**Data for the task:**
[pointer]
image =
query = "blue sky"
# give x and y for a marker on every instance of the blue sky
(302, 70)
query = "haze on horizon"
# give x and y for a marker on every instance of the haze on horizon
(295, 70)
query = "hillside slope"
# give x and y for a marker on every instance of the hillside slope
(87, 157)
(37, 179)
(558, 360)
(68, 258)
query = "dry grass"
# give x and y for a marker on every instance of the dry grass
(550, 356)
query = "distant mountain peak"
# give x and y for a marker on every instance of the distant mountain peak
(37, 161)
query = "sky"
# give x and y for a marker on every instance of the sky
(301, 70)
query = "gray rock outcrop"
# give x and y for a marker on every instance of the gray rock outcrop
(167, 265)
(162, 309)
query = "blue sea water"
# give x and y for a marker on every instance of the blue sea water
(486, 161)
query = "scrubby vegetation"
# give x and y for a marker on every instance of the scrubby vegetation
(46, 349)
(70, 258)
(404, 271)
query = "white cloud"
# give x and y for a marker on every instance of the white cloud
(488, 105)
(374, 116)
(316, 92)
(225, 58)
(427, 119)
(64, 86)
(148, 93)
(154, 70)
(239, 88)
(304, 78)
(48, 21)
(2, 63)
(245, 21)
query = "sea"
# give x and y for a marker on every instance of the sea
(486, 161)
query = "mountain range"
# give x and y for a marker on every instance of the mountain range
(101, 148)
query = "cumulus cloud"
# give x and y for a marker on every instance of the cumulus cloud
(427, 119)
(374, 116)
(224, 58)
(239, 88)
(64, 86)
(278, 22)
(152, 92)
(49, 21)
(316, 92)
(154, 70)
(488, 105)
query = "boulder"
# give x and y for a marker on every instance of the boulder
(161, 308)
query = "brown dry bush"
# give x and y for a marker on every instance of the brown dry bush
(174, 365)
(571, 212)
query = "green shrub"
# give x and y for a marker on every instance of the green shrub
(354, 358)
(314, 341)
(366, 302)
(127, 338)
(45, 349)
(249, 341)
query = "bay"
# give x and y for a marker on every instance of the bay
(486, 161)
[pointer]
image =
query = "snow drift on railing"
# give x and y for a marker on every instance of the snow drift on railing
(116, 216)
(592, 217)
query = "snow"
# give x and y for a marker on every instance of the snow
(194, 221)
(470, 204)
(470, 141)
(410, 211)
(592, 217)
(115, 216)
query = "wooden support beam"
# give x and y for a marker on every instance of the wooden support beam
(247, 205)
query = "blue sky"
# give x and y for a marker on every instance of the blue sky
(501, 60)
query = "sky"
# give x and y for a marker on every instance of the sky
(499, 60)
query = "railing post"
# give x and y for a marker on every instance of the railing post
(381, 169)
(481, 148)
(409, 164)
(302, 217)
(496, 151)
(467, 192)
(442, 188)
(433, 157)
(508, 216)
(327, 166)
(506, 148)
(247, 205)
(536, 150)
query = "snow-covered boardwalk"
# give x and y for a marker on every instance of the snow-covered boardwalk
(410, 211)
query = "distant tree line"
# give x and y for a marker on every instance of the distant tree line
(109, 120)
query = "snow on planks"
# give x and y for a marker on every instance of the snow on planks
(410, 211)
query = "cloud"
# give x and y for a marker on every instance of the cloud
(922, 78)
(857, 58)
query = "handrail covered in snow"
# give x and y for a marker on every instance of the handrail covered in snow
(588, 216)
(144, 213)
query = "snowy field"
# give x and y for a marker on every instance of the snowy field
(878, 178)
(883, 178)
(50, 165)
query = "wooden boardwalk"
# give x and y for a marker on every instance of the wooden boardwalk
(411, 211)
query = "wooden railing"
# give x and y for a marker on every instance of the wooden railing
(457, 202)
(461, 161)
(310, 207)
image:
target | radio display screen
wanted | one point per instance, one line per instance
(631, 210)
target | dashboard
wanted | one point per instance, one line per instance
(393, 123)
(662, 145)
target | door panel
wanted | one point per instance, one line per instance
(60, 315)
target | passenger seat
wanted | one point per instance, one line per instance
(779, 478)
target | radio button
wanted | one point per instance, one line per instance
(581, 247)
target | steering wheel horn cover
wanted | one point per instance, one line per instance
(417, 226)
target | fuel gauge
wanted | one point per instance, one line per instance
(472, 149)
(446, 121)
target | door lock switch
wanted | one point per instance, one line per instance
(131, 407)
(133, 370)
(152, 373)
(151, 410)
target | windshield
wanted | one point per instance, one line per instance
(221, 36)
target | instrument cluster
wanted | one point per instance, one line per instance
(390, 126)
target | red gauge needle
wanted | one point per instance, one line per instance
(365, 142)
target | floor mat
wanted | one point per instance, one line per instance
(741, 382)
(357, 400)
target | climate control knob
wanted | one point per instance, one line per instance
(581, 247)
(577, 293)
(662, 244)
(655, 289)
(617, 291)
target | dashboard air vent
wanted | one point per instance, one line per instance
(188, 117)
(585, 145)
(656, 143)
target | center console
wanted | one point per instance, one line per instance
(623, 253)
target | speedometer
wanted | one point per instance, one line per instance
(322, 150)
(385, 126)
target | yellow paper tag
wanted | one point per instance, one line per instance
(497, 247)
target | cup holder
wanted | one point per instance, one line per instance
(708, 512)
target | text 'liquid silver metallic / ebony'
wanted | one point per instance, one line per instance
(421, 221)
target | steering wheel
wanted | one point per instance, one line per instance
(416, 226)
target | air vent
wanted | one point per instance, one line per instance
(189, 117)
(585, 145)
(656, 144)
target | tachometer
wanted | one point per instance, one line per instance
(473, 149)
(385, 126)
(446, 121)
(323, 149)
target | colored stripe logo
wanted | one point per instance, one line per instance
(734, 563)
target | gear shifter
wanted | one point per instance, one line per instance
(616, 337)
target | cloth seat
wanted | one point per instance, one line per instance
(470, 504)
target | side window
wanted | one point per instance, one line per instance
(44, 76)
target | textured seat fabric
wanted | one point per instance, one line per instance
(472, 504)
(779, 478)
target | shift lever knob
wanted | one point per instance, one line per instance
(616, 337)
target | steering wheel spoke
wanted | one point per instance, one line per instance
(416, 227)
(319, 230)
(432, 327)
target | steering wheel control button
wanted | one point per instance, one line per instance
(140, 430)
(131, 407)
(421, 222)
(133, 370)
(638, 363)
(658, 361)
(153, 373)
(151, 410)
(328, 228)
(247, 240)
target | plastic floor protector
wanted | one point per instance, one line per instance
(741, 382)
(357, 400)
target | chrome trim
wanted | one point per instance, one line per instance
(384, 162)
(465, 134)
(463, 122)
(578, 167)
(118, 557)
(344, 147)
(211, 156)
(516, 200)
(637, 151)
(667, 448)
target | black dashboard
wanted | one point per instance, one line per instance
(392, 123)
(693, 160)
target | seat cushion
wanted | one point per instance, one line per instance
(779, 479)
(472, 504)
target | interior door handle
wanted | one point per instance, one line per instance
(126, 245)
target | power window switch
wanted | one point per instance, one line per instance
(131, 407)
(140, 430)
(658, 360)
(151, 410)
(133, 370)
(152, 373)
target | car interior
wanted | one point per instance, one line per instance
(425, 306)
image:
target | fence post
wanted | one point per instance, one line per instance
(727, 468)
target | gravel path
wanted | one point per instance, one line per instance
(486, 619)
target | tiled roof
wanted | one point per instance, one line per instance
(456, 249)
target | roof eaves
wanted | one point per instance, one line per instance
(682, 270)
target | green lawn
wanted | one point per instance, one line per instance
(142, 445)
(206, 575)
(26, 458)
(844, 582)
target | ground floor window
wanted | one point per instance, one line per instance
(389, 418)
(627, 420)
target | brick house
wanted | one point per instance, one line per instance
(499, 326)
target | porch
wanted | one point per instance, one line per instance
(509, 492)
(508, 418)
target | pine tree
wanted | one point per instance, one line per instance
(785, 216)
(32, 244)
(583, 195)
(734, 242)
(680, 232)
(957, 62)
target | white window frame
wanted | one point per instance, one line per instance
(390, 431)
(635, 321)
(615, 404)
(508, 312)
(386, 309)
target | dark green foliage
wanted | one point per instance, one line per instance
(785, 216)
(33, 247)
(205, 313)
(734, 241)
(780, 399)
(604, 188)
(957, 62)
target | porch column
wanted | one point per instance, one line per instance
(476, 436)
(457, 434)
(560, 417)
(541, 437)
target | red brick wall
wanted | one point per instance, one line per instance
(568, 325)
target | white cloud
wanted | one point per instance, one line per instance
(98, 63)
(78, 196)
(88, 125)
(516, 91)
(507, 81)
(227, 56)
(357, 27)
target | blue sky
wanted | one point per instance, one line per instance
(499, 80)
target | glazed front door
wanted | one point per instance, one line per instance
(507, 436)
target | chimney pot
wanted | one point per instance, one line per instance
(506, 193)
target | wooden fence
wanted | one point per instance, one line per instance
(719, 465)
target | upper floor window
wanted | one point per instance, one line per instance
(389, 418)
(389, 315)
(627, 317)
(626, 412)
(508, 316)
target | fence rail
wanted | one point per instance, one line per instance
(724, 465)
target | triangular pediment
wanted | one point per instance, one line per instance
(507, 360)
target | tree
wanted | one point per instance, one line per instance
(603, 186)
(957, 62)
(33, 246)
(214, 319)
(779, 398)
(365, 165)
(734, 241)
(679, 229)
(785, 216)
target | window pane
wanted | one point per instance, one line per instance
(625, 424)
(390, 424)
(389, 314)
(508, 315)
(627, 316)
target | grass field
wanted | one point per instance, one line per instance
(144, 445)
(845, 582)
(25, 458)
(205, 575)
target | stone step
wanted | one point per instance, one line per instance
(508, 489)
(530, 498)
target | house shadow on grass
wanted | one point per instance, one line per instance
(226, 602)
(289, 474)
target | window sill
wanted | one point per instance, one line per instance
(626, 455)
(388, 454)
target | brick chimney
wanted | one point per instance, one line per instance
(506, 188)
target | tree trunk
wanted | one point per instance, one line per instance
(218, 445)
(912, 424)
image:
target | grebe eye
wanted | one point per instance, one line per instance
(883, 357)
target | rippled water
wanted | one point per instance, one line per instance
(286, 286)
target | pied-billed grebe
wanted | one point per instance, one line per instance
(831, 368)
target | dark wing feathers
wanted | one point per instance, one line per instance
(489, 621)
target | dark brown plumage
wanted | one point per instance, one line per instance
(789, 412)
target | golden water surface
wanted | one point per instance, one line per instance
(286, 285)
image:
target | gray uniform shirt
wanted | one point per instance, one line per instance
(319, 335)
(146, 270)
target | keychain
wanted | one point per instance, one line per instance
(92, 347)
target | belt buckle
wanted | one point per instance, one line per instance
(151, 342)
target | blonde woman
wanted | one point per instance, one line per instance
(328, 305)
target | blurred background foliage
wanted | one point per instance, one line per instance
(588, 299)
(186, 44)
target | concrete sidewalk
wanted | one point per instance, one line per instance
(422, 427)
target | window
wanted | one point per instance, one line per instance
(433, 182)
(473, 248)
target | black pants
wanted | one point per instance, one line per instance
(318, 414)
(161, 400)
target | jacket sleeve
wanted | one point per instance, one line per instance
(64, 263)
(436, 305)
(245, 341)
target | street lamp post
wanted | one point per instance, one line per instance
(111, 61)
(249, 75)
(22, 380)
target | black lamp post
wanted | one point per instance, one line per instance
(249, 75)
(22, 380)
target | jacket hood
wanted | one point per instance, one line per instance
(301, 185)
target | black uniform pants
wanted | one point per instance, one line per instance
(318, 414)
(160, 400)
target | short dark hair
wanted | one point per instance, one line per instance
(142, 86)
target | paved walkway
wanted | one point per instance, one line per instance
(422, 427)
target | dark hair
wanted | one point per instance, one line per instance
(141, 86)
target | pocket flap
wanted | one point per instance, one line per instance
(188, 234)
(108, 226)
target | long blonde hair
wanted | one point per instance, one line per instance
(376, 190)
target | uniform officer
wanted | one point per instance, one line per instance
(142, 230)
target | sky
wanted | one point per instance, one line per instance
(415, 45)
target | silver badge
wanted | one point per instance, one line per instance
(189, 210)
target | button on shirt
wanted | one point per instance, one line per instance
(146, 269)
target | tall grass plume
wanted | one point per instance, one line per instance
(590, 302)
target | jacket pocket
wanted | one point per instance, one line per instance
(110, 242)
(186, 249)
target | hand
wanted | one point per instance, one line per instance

**Work to be completed:** Look through the entries above. Extract each line with the word "roof".

**Task result:**
target | tiled roof
target | roof eaves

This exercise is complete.